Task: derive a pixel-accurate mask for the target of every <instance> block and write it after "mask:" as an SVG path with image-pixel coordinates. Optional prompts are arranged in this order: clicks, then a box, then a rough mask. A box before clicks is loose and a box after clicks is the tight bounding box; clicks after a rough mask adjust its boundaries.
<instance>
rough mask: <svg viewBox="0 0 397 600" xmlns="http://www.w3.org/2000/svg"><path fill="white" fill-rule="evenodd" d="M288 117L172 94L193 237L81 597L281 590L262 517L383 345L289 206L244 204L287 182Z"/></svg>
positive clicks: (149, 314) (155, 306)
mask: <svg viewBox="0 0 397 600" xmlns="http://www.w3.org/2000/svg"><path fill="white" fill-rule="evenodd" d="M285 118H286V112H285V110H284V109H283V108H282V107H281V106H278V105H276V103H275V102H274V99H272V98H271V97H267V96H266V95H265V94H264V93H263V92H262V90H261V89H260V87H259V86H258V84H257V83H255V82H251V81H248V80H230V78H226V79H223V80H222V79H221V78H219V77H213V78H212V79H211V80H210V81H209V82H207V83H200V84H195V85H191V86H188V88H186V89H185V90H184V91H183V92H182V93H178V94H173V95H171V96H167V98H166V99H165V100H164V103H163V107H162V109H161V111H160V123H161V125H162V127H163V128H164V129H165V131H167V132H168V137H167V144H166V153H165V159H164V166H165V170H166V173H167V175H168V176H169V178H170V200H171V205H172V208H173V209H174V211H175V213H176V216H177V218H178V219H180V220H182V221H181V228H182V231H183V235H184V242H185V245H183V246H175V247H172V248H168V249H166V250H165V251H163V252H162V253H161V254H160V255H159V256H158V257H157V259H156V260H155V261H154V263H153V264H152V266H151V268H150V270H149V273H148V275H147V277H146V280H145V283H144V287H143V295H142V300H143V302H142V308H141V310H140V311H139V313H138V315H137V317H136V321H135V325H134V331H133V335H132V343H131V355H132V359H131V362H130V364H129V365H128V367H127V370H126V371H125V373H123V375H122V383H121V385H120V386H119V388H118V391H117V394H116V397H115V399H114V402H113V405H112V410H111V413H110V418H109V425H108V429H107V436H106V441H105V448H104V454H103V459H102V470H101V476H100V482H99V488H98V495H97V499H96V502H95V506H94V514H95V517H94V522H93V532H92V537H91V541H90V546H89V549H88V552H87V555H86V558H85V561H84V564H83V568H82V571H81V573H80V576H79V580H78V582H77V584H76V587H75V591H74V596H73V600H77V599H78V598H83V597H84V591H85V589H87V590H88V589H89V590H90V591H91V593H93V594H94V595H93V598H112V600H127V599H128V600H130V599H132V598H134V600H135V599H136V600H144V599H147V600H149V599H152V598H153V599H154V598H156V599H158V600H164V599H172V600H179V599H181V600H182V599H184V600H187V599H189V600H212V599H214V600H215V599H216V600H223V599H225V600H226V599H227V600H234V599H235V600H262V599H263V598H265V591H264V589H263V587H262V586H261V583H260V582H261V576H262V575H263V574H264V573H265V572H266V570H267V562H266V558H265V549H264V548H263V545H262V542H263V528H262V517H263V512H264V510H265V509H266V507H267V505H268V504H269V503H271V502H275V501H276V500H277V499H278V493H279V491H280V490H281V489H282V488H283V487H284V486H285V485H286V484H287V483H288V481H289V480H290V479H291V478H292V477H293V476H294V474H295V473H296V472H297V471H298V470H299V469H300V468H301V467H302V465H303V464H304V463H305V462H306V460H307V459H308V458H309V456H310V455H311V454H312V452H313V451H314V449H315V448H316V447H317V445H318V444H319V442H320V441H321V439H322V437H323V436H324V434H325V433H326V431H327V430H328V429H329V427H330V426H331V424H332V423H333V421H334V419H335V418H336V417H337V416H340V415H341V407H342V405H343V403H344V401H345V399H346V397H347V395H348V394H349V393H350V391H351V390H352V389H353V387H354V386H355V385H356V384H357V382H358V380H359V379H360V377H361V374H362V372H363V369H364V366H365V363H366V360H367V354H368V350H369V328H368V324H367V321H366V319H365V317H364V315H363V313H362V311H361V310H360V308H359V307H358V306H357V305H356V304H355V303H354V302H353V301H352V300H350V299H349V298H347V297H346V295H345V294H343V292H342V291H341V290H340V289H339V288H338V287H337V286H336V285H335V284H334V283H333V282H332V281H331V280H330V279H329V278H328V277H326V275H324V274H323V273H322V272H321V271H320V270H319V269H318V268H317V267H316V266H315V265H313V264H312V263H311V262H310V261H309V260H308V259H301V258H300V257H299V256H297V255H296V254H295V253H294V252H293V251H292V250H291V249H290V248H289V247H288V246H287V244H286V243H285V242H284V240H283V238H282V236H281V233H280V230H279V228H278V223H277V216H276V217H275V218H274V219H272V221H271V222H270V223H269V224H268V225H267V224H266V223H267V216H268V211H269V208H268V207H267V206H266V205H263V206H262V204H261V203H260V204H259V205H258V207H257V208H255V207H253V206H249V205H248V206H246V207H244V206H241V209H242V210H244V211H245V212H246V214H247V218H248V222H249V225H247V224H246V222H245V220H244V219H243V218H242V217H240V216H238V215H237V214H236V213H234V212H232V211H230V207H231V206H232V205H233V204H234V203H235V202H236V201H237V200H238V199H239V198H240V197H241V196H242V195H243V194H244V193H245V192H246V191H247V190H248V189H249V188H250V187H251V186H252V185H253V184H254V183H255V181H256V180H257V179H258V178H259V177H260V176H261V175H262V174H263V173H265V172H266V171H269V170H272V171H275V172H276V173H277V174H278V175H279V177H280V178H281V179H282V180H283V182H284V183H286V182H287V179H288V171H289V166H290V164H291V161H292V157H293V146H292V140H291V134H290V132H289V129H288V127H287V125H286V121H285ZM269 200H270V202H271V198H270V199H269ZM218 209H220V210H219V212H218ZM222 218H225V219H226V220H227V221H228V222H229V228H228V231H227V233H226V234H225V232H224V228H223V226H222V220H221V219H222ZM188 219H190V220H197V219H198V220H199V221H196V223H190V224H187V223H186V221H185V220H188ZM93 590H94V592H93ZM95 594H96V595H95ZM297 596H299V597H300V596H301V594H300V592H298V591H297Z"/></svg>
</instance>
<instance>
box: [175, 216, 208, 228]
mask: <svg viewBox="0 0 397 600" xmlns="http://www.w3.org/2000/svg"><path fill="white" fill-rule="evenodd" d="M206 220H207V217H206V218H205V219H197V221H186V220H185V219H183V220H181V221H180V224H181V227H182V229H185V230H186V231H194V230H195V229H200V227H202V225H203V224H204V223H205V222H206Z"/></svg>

WHAT IS BEING ASKED —
Wherever the word "clicks" turns up in the records, copy out the line it is on.

YOUR RESPONSE —
Task: derive a pixel-accurate mask for the target of every <instance> block and write it after "mask:" as an SVG path with image-pixel coordinates. Optional prompts are arranged in this order: clicks, then a box, then a rough mask. A box before clicks is loose and a box after clicks is the tight bounding box; clicks after a rough mask adjust its boundaries.
positive clicks: (149, 314) (155, 306)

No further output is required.